▶ [Task requirements]: Render each line of the material below as a row in a Markdown table with the columns "No." and "Text", numbering the rows in order and omitting blank lines.

▶ [Supplied entries]:
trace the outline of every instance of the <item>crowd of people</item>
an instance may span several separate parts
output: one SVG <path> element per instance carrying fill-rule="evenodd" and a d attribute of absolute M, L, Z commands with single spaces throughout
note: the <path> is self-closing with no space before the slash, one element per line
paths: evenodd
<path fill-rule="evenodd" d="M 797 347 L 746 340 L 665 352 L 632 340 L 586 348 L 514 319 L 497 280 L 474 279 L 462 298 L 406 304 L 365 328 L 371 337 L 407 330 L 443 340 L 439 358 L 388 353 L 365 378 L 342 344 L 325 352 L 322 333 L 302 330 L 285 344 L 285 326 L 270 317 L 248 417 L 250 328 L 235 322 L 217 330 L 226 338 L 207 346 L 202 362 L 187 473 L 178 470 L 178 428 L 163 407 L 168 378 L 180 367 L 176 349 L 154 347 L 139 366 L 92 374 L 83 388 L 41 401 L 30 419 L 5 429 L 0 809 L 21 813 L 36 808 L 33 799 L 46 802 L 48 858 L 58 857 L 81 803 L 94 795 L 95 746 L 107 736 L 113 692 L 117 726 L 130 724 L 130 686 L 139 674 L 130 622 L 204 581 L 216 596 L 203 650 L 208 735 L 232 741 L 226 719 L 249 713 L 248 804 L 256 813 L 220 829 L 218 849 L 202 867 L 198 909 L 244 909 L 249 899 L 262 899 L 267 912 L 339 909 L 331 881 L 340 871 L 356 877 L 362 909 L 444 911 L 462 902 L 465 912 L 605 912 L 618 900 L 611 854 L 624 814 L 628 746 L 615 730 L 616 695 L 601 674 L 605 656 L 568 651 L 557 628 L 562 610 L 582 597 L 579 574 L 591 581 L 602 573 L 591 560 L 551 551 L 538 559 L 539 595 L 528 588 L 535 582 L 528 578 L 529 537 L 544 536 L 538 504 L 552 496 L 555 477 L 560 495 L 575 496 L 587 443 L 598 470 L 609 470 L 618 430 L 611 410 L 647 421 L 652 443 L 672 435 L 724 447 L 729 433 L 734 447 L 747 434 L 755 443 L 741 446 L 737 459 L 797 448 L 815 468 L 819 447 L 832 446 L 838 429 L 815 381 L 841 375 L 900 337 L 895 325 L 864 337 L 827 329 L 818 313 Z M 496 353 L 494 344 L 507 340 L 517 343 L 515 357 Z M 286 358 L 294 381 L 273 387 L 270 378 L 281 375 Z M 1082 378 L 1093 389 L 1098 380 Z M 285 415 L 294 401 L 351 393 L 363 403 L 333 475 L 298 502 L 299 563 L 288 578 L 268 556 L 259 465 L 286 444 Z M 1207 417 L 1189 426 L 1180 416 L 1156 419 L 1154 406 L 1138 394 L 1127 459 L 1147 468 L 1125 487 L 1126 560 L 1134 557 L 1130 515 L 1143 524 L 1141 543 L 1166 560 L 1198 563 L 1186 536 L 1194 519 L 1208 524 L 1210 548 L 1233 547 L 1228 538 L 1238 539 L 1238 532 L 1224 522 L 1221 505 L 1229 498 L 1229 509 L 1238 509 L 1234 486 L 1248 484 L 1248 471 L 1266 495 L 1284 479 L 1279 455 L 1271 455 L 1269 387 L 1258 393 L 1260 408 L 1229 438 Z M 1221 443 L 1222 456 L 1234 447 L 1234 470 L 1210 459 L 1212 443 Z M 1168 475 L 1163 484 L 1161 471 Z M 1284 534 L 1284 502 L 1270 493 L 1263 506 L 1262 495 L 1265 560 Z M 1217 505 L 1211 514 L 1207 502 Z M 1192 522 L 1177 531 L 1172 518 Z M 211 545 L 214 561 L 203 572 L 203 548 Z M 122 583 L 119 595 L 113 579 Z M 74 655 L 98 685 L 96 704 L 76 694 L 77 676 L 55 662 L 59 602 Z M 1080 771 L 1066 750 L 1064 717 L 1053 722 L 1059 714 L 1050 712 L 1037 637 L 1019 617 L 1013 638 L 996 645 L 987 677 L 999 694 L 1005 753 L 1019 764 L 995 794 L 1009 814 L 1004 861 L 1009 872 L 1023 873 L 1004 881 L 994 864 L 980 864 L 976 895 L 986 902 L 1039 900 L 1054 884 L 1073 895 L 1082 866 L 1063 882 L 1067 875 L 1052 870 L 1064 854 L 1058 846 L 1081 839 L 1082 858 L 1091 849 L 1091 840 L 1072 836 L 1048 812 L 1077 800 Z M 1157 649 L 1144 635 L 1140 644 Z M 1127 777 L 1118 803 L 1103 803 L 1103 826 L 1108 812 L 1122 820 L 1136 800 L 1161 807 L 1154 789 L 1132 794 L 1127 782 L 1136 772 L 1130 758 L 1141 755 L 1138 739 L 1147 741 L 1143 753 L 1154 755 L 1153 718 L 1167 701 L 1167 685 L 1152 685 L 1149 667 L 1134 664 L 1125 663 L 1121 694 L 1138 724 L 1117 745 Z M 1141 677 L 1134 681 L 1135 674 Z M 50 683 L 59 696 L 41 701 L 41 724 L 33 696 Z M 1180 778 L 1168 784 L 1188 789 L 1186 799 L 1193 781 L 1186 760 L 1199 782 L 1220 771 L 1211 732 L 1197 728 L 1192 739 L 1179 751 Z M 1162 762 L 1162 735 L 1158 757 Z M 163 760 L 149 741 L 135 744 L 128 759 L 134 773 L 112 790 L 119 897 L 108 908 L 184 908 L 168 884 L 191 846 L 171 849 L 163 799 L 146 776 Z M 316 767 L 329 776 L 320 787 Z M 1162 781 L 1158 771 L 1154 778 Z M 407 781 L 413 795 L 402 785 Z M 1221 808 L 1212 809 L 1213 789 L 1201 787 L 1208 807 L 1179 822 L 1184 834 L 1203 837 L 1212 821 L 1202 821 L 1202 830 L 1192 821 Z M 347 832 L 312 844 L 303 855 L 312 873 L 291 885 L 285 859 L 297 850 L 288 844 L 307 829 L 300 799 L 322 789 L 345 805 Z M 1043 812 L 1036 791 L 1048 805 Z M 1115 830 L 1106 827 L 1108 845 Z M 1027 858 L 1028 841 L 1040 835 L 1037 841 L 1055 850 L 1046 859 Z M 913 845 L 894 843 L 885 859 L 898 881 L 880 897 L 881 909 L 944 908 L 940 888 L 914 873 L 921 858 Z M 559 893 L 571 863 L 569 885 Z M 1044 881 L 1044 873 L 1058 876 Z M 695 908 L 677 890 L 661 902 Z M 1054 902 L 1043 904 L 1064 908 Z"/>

▶ [Output below]:
| No. | Text |
|---|---|
| 1 | trace the outline of every instance of the <item>crowd of people</item> |
| 2 | an instance may span several separate parts |
| 3 | output: one SVG <path> element per instance carrying fill-rule="evenodd" and a d attribute of absolute M, L, Z commands with single spaces throughout |
| 4 | note: the <path> is self-closing with no space before the slash, one element per line |
| 5 | paths: evenodd |
| 6 | <path fill-rule="evenodd" d="M 797 347 L 746 340 L 665 352 L 632 340 L 586 348 L 514 319 L 497 280 L 474 279 L 462 298 L 406 304 L 365 328 L 371 337 L 407 330 L 443 340 L 439 358 L 388 353 L 365 378 L 342 344 L 325 352 L 322 333 L 302 330 L 285 344 L 285 326 L 270 317 L 248 417 L 250 328 L 235 322 L 217 330 L 226 338 L 207 346 L 202 362 L 187 473 L 178 470 L 178 428 L 163 407 L 168 378 L 180 367 L 176 349 L 154 347 L 139 366 L 92 374 L 83 388 L 41 401 L 30 419 L 5 429 L 0 809 L 21 813 L 36 808 L 33 799 L 46 802 L 48 858 L 58 857 L 81 803 L 94 795 L 95 746 L 107 736 L 113 692 L 117 726 L 130 724 L 130 686 L 139 674 L 130 622 L 204 581 L 216 596 L 203 650 L 208 735 L 232 741 L 226 719 L 249 713 L 248 804 L 256 813 L 220 829 L 218 849 L 202 867 L 198 909 L 244 909 L 249 899 L 262 899 L 267 912 L 339 909 L 331 881 L 340 871 L 356 877 L 362 909 L 444 911 L 462 902 L 465 912 L 605 912 L 618 900 L 611 854 L 624 814 L 628 746 L 615 730 L 616 695 L 601 674 L 605 656 L 568 651 L 557 628 L 562 610 L 582 597 L 579 574 L 591 581 L 602 573 L 591 560 L 551 551 L 538 559 L 539 595 L 528 588 L 535 582 L 528 578 L 529 537 L 544 536 L 538 504 L 552 496 L 555 477 L 560 495 L 575 496 L 587 443 L 598 470 L 609 470 L 618 430 L 611 410 L 647 421 L 652 443 L 672 435 L 724 447 L 729 433 L 734 447 L 747 434 L 755 443 L 741 446 L 737 459 L 797 448 L 815 468 L 819 447 L 832 446 L 838 429 L 815 381 L 841 375 L 900 337 L 895 325 L 864 337 L 827 329 L 818 313 Z M 496 353 L 494 344 L 507 340 L 517 343 L 515 357 Z M 286 358 L 294 381 L 273 387 L 270 378 L 281 375 Z M 1082 378 L 1093 389 L 1098 380 Z M 285 415 L 294 401 L 351 393 L 363 403 L 333 475 L 298 502 L 299 563 L 288 578 L 268 556 L 259 465 L 286 444 Z M 1207 417 L 1189 426 L 1180 416 L 1156 419 L 1154 406 L 1138 394 L 1127 459 L 1147 468 L 1125 487 L 1126 560 L 1134 557 L 1130 515 L 1143 524 L 1141 543 L 1166 560 L 1198 563 L 1186 536 L 1194 519 L 1208 524 L 1210 548 L 1233 547 L 1228 538 L 1238 539 L 1238 532 L 1224 522 L 1221 505 L 1229 498 L 1229 509 L 1238 509 L 1234 486 L 1248 484 L 1248 471 L 1266 495 L 1284 479 L 1279 455 L 1271 455 L 1269 387 L 1258 393 L 1260 408 L 1229 438 Z M 1221 443 L 1222 456 L 1234 447 L 1234 470 L 1210 459 L 1212 443 Z M 1168 475 L 1163 484 L 1161 471 Z M 1284 534 L 1284 502 L 1270 493 L 1263 506 L 1262 495 L 1265 560 Z M 1217 505 L 1211 514 L 1207 502 Z M 1192 522 L 1177 531 L 1172 518 Z M 211 545 L 214 561 L 203 572 L 203 548 Z M 122 583 L 119 595 L 113 579 Z M 74 655 L 98 685 L 96 704 L 76 694 L 77 676 L 55 662 L 59 602 Z M 1080 771 L 1066 750 L 1064 717 L 1053 722 L 1059 714 L 1050 712 L 1037 637 L 1019 617 L 1013 638 L 996 645 L 987 677 L 999 694 L 1005 753 L 1019 764 L 995 794 L 1009 814 L 1004 861 L 1009 872 L 1023 873 L 1004 881 L 994 864 L 980 864 L 976 895 L 986 902 L 1039 900 L 1054 884 L 1073 895 L 1082 866 L 1063 882 L 1067 875 L 1052 870 L 1064 854 L 1058 846 L 1081 839 L 1082 858 L 1091 849 L 1091 840 L 1072 836 L 1048 812 L 1077 800 Z M 1157 649 L 1144 635 L 1140 644 Z M 1127 777 L 1118 803 L 1103 803 L 1103 826 L 1108 812 L 1122 820 L 1136 800 L 1161 807 L 1154 789 L 1132 794 L 1127 782 L 1136 772 L 1130 758 L 1141 755 L 1138 739 L 1147 741 L 1143 753 L 1154 755 L 1153 718 L 1167 701 L 1167 685 L 1152 685 L 1149 667 L 1134 664 L 1125 663 L 1121 694 L 1138 724 L 1117 745 Z M 1141 677 L 1134 681 L 1135 674 Z M 50 683 L 59 696 L 41 701 L 41 724 L 33 696 Z M 1180 778 L 1168 784 L 1188 789 L 1186 799 L 1193 781 L 1186 760 L 1199 782 L 1220 771 L 1211 732 L 1197 728 L 1192 739 L 1179 751 Z M 1162 762 L 1162 735 L 1158 757 Z M 163 760 L 149 741 L 135 744 L 128 759 L 134 773 L 112 790 L 119 897 L 108 908 L 184 908 L 168 884 L 191 846 L 171 849 L 163 799 L 146 776 Z M 316 767 L 329 776 L 320 787 Z M 1162 781 L 1158 771 L 1154 778 Z M 407 781 L 413 795 L 402 785 Z M 1221 808 L 1212 809 L 1213 789 L 1201 787 L 1208 807 L 1179 822 L 1184 834 L 1203 837 L 1212 821 L 1202 821 L 1202 830 L 1192 821 Z M 347 832 L 312 844 L 303 855 L 312 873 L 291 885 L 285 859 L 297 850 L 288 844 L 307 829 L 300 799 L 322 789 L 345 805 Z M 1043 812 L 1036 791 L 1048 805 Z M 1115 830 L 1106 827 L 1108 845 Z M 1027 858 L 1028 841 L 1040 835 L 1037 841 L 1055 850 L 1046 859 Z M 913 845 L 894 843 L 885 859 L 898 881 L 880 897 L 881 909 L 944 908 L 940 888 L 914 873 L 921 858 Z M 559 893 L 571 863 L 569 885 Z M 1044 881 L 1044 873 L 1058 876 Z M 695 908 L 677 890 L 661 902 Z M 1054 902 L 1043 904 L 1064 908 Z"/> |